Your objective: Rewrite all of the records below as a numbered list, omitting any blank lines.

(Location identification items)
* * * * * * *

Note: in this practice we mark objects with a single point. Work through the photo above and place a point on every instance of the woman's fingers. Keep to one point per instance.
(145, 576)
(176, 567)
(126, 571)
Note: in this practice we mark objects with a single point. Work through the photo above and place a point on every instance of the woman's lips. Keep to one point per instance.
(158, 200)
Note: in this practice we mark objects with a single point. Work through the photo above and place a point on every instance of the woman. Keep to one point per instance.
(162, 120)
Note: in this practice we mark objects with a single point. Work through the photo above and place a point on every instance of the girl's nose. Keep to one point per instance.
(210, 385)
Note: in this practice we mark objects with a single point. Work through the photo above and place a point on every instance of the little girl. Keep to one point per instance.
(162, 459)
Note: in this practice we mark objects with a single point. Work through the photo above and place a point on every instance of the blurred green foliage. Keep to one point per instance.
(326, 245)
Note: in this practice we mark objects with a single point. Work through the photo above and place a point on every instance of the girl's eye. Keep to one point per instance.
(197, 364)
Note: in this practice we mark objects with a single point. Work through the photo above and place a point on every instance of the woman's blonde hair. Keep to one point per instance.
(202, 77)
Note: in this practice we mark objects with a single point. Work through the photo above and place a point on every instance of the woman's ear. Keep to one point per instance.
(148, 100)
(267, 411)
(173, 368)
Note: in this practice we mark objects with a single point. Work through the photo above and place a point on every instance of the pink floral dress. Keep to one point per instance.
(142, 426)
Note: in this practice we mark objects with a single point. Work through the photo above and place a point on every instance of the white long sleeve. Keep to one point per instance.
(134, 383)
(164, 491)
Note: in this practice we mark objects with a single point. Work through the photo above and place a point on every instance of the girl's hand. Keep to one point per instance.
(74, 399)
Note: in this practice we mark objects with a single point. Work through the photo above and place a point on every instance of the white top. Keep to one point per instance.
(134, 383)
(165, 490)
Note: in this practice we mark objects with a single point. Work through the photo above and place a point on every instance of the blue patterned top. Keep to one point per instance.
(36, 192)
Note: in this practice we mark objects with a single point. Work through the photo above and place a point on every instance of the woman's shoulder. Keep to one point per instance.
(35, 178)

* * * * * * *

Solved exercise:
1. Note: in this practice we mark objects with a single point. Work through the photo above and place a point on every instance of the woman's fingers. Keep to one point per instance.
2. (145, 576)
3. (176, 567)
4. (126, 571)
5. Note: in this practice we mark objects with a single point. Work through the photo above and place a point on every instance of the woman's lips. Keep to one point per instance.
6. (158, 200)
7. Note: in this practice we mark objects with a single point. Work through the photo above and place a point on every instance of the woman. Keep to one point per instance.
8. (162, 120)
9. Note: in this practice we mark objects with a single point. Work through the photo above and place a point on every instance of the girl's nose. Keep to one point per instance.
10. (210, 385)
11. Note: in this practice we mark objects with a single point. Work through the photo above and place a point on every instance of the little girl. Keep to one point per instance.
12. (162, 459)
13. Note: in this practice we mark objects with a single point. Work through the photo above and place a point on every instance of the blurred green foliage. Keep to one point per instance.
14. (326, 245)
15. Note: in this practice we mark objects with a single point. Work through the photo above and place a point on every instance of the girl's eye. Keep to one point per instance.
16. (197, 364)
17. Note: in this practice we mark objects with a single point. Work through the photo above and place a point on every instance of the woman's blonde hair. Keep to one point per instance.
18. (202, 77)
19. Note: in this practice we mark objects with a single point. Work through the photo above and place a point on every instance of the woman's ear. Keep to one point per instance.
20. (148, 100)
21. (267, 411)
22. (173, 368)
23. Note: in this practice we mark objects with a single point. Work through the photo above and place a point on every instance of the pink floral dress. Keep to one point per instance.
24. (142, 426)
25. Note: in this practice we mark objects with a single point. Work through the photo above and place a point on every instance of the white long sleeve. Keep to one point per instance.
26. (134, 383)
27. (164, 491)
28. Note: in this practice we mark objects with a single point. Work through the photo above and place a point on every instance of the girl's hand. Keep to one point per instance.
29. (74, 399)
30. Note: in this practice we mark objects with a single point. Work through the photo above and place a point on every instance of the white top. Keep to one point per instance.
31. (134, 383)
32. (165, 490)
33. Note: in this practice we mark objects with a single point. Work through the photo above and place a point on every instance of the blue patterned top. Keep to one point per instance.
34. (36, 192)
35. Note: in this practice we mark objects with a single point. Work through the photo above and place a point on every instance of the woman's shoulder. Keep to one point per instance.
36. (35, 178)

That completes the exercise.